#### Stated exercise A
Report how many lines of the listing below contain the string "pasture". Give only the number.

#### Source passage
* * * * * * * * *

What it all accumulates to is a team that has an goals scored average that ranks in top half of the WCHA but defense/goaltending that can’t support it. Gabe Grunwald is Wisconsin’s only committed goalie, scheduled to join the Badgers in 2013. The 18-year-old from Chappaqua, N.Y. has struggled through six games this season for the Michigan Warriors of the NAHL with an .871 save percentage and a 4.56 goals against average.
It looks like the near future of Wisconsin hockey depends on the drastic improvement of its freshmen goalies, Rumpel and Peterson.
So much has been made of the 10th-place Badgers’ youth before and during the season one could be forgiven if “The Young” were to precede any mention of them. The Young Badgers have shown to be creatures of comfort as evidenced by their 0-5-1 record away from home and 7-4-1 mark at the Kohl Center.
UND turning the corner
North Dakota caught a lot of flak when it suffered its third shutout of the season in a lackluster offensive effort Nov. 20 at Bemidji State. The final was 1-0 Beavers that afternoon and the Fighting Sioux offense was brought into question with the struggles it went through in the two weeks leading up to the BSU series — five goals in four games.
When UND faced off against CC the day after Thanksgiving, it took Danny Kristo 36 seconds to score, marking the beginning of the end of the Sioux skid. UND went on to score seven goals that night in a 7-6 win and scored 13 goals in its next three games but only scored twice in a split Dec. 9-10 against Nebraska-Omaha.
The Sioux needs scoring from outside the Nelson/Kristo/Knight line to step up and provide some offensive firepower if UND is going to keep its momentum into the second half. And depending how long Knight is out with a lower-body injury, the Sioux will be without one of the best playmakers in the WCHA.

* * * * * * * * *

#### Data lines

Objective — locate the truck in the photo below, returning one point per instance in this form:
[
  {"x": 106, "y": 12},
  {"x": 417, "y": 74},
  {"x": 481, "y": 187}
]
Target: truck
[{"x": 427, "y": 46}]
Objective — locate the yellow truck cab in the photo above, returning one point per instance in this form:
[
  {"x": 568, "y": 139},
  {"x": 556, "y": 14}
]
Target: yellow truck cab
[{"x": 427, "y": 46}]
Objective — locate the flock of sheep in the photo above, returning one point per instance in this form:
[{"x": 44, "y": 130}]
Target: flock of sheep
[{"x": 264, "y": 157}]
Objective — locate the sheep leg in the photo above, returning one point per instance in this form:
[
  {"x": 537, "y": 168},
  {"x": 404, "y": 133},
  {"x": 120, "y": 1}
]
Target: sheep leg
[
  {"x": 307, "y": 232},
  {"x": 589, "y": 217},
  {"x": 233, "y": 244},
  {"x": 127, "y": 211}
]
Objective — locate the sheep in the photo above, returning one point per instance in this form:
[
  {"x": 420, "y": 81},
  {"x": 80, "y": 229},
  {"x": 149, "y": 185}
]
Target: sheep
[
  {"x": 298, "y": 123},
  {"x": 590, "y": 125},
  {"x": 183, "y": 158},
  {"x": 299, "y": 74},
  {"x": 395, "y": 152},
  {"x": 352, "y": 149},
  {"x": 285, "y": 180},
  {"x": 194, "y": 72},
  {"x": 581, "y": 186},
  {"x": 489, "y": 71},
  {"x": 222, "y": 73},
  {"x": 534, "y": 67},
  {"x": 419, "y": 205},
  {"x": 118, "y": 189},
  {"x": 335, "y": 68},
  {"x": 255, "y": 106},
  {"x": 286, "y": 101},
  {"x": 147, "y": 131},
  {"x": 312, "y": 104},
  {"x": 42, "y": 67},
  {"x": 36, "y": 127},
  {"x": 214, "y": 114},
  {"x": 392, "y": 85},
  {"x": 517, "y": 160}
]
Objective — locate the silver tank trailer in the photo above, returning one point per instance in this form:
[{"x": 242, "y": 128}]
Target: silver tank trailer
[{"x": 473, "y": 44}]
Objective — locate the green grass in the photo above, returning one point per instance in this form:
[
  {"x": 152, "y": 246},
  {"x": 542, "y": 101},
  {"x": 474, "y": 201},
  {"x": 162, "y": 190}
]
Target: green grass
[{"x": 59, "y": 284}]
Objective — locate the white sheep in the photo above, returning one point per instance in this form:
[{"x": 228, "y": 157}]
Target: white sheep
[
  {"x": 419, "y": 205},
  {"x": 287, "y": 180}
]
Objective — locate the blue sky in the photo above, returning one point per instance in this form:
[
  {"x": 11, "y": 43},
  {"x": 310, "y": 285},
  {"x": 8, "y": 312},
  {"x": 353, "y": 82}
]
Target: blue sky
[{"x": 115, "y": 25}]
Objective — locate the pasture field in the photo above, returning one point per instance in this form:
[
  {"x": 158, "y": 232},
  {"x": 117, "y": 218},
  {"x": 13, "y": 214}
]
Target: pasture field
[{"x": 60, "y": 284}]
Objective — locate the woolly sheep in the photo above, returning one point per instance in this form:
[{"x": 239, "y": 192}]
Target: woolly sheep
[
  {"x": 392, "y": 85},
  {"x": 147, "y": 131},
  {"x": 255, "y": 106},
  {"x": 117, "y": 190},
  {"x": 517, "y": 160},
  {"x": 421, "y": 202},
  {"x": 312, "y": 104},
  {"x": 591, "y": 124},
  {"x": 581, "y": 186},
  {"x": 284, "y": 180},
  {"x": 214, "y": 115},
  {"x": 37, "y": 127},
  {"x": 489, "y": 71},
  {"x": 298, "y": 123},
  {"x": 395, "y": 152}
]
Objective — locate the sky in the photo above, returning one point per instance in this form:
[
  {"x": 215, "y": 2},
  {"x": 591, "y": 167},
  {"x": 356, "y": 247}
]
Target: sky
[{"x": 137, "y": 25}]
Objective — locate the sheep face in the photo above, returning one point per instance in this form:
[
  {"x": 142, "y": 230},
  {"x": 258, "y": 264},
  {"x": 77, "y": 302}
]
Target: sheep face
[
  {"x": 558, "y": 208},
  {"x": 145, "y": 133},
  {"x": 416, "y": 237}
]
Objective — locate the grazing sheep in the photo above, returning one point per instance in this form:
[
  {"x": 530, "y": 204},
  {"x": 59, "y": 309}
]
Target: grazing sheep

* * * * * * * * *

#### Stated exercise B
Using the hockey passage above, answer each question on its own line:
(i) What save percentage has Gabe Grunwald posted this season?
(ii) What is Wisconsin's record away from home?
(iii) Who scored 36 seconds into North Dakota's game against CC the day after Thanksgiving?

#### Exercise response A
2

#### Exercise response B
(i) .871
(ii) 0-5-1
(iii) Danny Kristo